TO DO:
Go over the lines below, and when one contains the word "wall", copy it.
BEGIN
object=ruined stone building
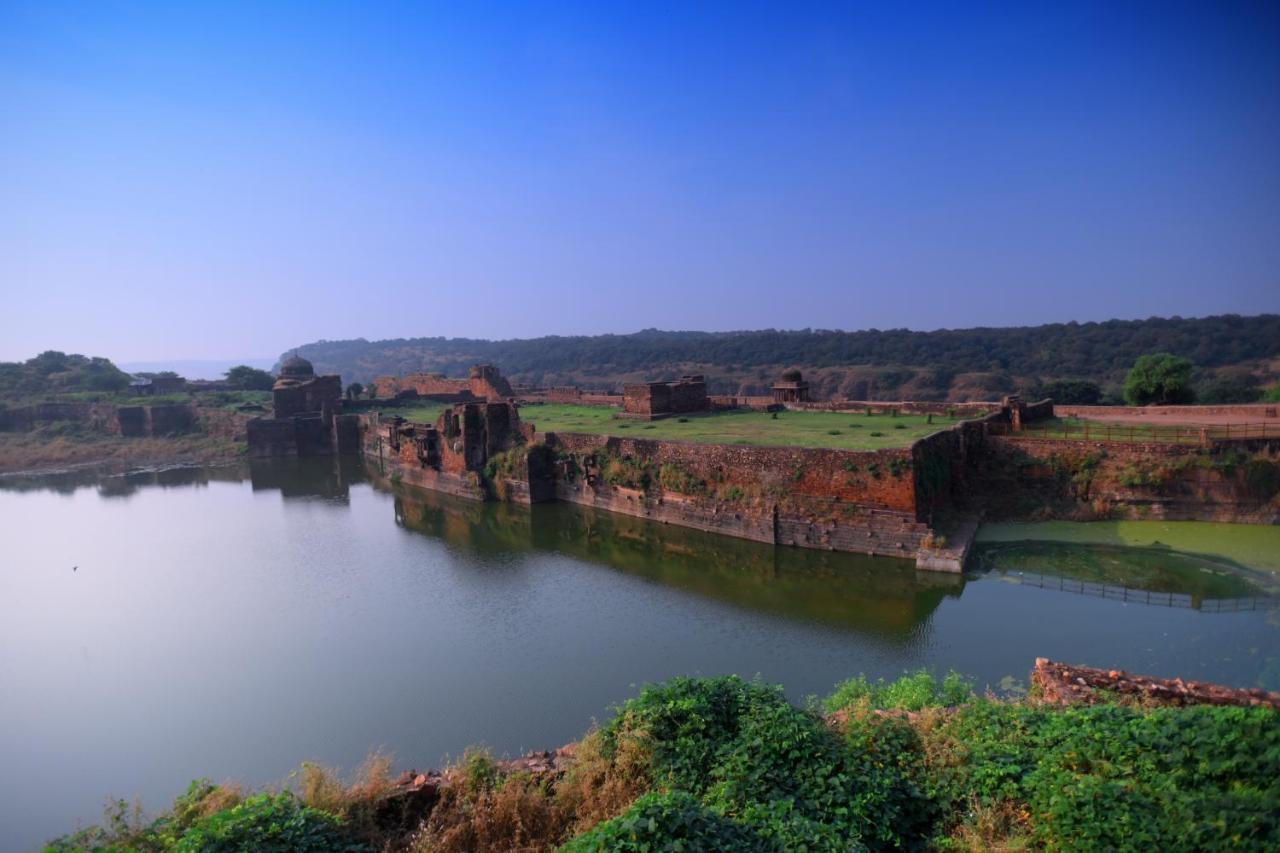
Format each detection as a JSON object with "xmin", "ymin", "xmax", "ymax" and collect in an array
[
  {"xmin": 247, "ymin": 355, "xmax": 359, "ymax": 457},
  {"xmin": 372, "ymin": 364, "xmax": 514, "ymax": 402},
  {"xmin": 772, "ymin": 368, "xmax": 811, "ymax": 403},
  {"xmin": 622, "ymin": 375, "xmax": 709, "ymax": 419}
]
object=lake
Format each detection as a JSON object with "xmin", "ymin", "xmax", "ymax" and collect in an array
[{"xmin": 2, "ymin": 457, "xmax": 1277, "ymax": 851}]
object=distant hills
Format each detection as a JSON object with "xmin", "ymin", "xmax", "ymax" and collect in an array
[{"xmin": 285, "ymin": 314, "xmax": 1280, "ymax": 403}]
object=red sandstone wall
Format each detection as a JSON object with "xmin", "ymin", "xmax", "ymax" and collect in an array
[
  {"xmin": 1058, "ymin": 404, "xmax": 1280, "ymax": 420},
  {"xmin": 538, "ymin": 432, "xmax": 919, "ymax": 513},
  {"xmin": 974, "ymin": 436, "xmax": 1280, "ymax": 523},
  {"xmin": 374, "ymin": 372, "xmax": 513, "ymax": 402},
  {"xmin": 794, "ymin": 400, "xmax": 1003, "ymax": 417}
]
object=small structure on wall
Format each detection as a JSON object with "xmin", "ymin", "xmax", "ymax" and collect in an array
[
  {"xmin": 772, "ymin": 368, "xmax": 810, "ymax": 404},
  {"xmin": 247, "ymin": 355, "xmax": 359, "ymax": 457},
  {"xmin": 623, "ymin": 375, "xmax": 710, "ymax": 419}
]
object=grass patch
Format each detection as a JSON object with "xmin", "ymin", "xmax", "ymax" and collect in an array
[{"xmin": 518, "ymin": 404, "xmax": 961, "ymax": 450}]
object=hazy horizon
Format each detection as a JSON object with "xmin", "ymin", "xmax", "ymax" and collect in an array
[
  {"xmin": 10, "ymin": 310, "xmax": 1280, "ymax": 370},
  {"xmin": 4, "ymin": 2, "xmax": 1278, "ymax": 362}
]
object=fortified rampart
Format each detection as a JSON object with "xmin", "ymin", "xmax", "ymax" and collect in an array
[
  {"xmin": 354, "ymin": 385, "xmax": 1279, "ymax": 573},
  {"xmin": 969, "ymin": 435, "xmax": 1280, "ymax": 524},
  {"xmin": 358, "ymin": 401, "xmax": 945, "ymax": 564},
  {"xmin": 1058, "ymin": 403, "xmax": 1279, "ymax": 420}
]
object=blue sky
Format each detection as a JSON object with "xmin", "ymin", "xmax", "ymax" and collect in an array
[{"xmin": 2, "ymin": 1, "xmax": 1278, "ymax": 362}]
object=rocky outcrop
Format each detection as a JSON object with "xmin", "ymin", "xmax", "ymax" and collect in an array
[{"xmin": 1032, "ymin": 658, "xmax": 1280, "ymax": 709}]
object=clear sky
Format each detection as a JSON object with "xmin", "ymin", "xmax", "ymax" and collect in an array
[{"xmin": 2, "ymin": 1, "xmax": 1278, "ymax": 362}]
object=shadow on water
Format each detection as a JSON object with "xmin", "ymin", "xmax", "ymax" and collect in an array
[
  {"xmin": 970, "ymin": 541, "xmax": 1279, "ymax": 610},
  {"xmin": 387, "ymin": 480, "xmax": 962, "ymax": 639}
]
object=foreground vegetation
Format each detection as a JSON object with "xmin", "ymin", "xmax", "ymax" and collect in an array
END
RESPONSE AREA:
object=red sandstone wall
object=small structure on wall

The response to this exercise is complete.